**What the task asks:**
From the data below, copy out every line in which the word "yellow" occurs.

**Data shown:**
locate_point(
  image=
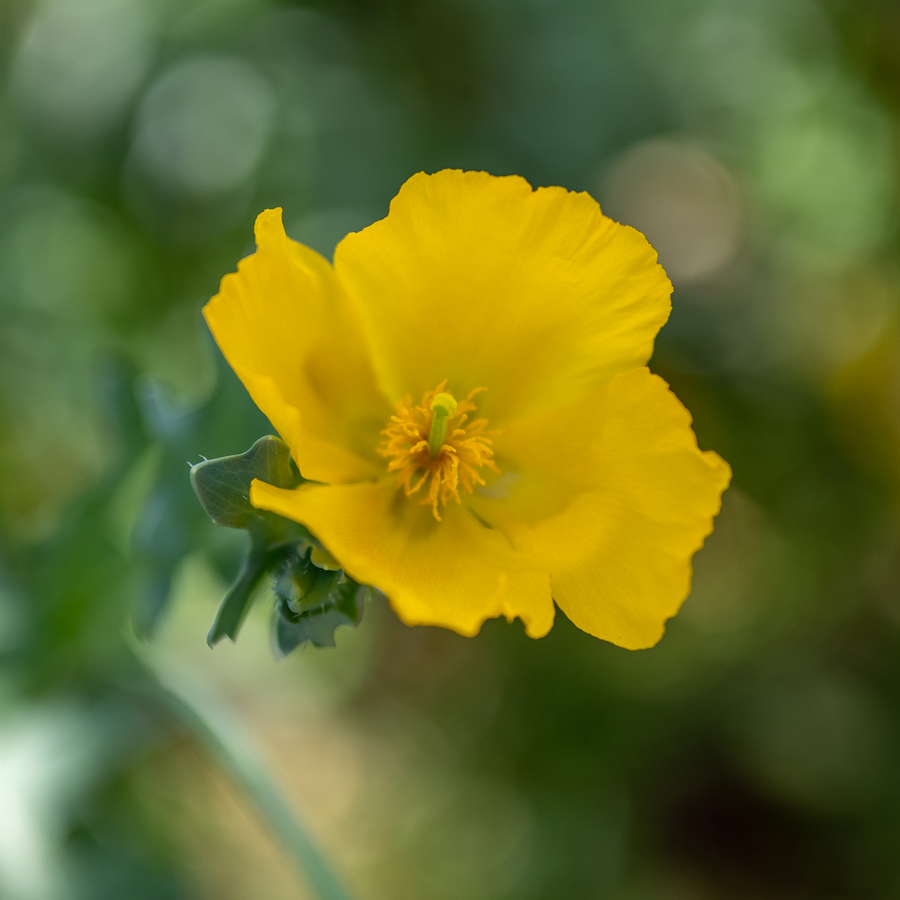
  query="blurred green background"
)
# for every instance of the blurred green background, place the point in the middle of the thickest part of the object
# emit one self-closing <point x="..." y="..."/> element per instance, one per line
<point x="755" y="753"/>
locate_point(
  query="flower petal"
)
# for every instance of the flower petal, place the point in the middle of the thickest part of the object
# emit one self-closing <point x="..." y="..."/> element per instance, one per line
<point x="455" y="573"/>
<point x="284" y="325"/>
<point x="535" y="295"/>
<point x="616" y="497"/>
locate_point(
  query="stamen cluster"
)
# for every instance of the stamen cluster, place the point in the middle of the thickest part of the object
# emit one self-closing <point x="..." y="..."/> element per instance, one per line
<point x="454" y="468"/>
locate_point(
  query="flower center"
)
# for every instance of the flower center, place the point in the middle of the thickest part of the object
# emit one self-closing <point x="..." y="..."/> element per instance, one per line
<point x="436" y="444"/>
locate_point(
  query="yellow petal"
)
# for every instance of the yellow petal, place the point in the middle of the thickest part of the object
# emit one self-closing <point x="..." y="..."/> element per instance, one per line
<point x="535" y="295"/>
<point x="284" y="325"/>
<point x="455" y="573"/>
<point x="616" y="497"/>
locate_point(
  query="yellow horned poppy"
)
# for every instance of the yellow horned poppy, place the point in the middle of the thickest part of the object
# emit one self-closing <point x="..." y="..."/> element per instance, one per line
<point x="465" y="389"/>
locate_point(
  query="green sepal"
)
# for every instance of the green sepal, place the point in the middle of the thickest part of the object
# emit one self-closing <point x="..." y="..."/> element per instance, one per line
<point x="223" y="485"/>
<point x="260" y="560"/>
<point x="311" y="603"/>
<point x="313" y="596"/>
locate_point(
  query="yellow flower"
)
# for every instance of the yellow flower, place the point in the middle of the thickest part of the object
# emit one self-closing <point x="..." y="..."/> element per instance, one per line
<point x="465" y="390"/>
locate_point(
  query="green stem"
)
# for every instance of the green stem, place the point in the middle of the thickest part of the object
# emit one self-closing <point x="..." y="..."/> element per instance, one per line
<point x="220" y="735"/>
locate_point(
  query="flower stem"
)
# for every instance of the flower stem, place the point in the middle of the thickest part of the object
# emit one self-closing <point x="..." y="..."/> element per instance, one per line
<point x="212" y="725"/>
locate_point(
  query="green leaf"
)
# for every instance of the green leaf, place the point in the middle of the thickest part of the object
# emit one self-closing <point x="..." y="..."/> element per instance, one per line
<point x="223" y="485"/>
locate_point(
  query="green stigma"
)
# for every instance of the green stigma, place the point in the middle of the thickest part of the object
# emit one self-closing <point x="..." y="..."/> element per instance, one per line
<point x="444" y="406"/>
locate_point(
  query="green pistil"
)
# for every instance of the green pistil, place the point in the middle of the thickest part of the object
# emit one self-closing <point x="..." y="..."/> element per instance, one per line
<point x="444" y="406"/>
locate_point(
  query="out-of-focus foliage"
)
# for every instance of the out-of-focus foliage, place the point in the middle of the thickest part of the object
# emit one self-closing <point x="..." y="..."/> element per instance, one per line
<point x="753" y="753"/>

**Output:**
  query="yellow petal"
# for every instance of the yellow petal, place the point in the middle of the thickest part of the object
  query="yellow horned poppy"
# for every instance of the yellow horned poppy, place the point in the middle of the thickest part of the object
  query="yellow flower"
# for every instance of the yellow flower, place the point in the middle of the thickest part of the object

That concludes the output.